EXERCISE DESCRIPTION:
Answer these questions from the media news excerpt:
1. How much prize money does the Miles Franklin award carry?
2. Until what time was Stephen Romei's column up on the website?
3. On what date will SBS air the Counter Strike qualifying final?

* START SOURCE EXCERPT *

Miles Franklin winner spoiled. Tonight at the Melbourne Writers’ Festival, the winner of the prestigious $60,000 Miles Franklin award will be announced.

But eagle-eyed readers of The Australian’s website will already know the winner. Literary editor Stephen Romei’s column, which usually runs in the weekend paper, was accidentally put up a day before it should have been. The column didn’t run in the paper, but it was on the website this morning until 9.30am, when Romei got it taken down. “It’s not [cached] on Google, which is a relief,” he told Crikey. The early publication spoiled the 8.30pm embargo, and marks the second time this week that Crikey has heard whispers of the paper breaking an embargo.

The winner of the Miles Franklin is a closely guarded secret, and it’s hard to see the organisers being anything but livid at the reveal. Luckily for them, though, the column seems to have passed largely without notice on social media, where authors and literary fans are still expressing their excitement at seeing the winner tonight. We in the Crikey bunker have decided not to spoil their surprise. — Myriam Robin 

E-sports on SBS. On September 2, SBS will air the qualifying final of a tournament of video game Counter Strike. The game involves a team of “terrorists” (the game’s most popular location is in an obviously Middle Eastern setting) planting a bomb that must then be disarmed by the team of “counter-terrorists”, under a barrage of fire from the other team. Players can be either terrorists or counter-terrorists.

* END SOURCE EXCERPT *
* START RECORDED INFORMATION *

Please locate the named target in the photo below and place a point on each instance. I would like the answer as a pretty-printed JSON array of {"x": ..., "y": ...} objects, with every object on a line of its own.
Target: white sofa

* END RECORDED INFORMATION *

RIGHT ANSWER:
1. $60,000
2. 9.30am
3. September 2